::: DOCUMENT TEXT
The patient financial services (PFS) department continues to play an essential role in helping health care organizations deliver a positive patient experience, manage business processes and sustain growth. The move to accountable care organizations (ACOs) and other value-based models will not diminish the need for PFS, but it does place more visibility on the department to operate as efficiently as possible.
Intelligence, automation, machine learning and big data are buzzwords we hear all the time now in health care. That’s because these concepts will have a powerful impact in how care is delivered over the next few years. For starters, in patient accounts management, they will automate traditionally manual work that will free up time for staff to focus on more complex issues or opportunities that will impact the bottom line.
Artificial intelligence, machine learning and patient financial services
Artificial intelligence (AI) and machine learning are terms that are used broadly in in a variety of industries, and increasingly in health care and patient financial services. AI is the broadest concept, with machine learning considered to be a subset, along with robotic process automation (i.e., keystroke emulators).
::::::
::: DATA
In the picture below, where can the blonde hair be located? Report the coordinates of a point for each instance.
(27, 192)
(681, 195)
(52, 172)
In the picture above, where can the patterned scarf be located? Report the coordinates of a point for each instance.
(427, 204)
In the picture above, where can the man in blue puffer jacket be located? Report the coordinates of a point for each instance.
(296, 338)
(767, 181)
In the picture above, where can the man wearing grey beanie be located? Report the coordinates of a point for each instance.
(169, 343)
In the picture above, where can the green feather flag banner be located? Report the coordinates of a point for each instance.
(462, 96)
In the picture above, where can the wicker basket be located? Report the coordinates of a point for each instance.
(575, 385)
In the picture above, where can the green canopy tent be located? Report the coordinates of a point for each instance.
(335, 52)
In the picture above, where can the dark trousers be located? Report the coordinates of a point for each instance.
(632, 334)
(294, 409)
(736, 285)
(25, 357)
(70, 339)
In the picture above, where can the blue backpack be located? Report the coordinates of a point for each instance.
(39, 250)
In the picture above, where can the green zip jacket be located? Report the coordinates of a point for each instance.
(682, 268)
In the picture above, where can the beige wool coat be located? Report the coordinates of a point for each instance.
::::::
● TO DO
Translate this sentence from the patient financial services text into Spanish: "AI is the broadest concept, with machine learning considered to be a subset, along with robotic process automation (i.e., keystroke emulators)." Work only from the patient financial services text.

● RESPONSE TO THE EXERCISE
La IA es el concepto más amplio, y el aprendizaje automático se considera un subconjunto de ella, junto con la automatización robótica de procesos (es decir, los emuladores de pulsaciones de teclas).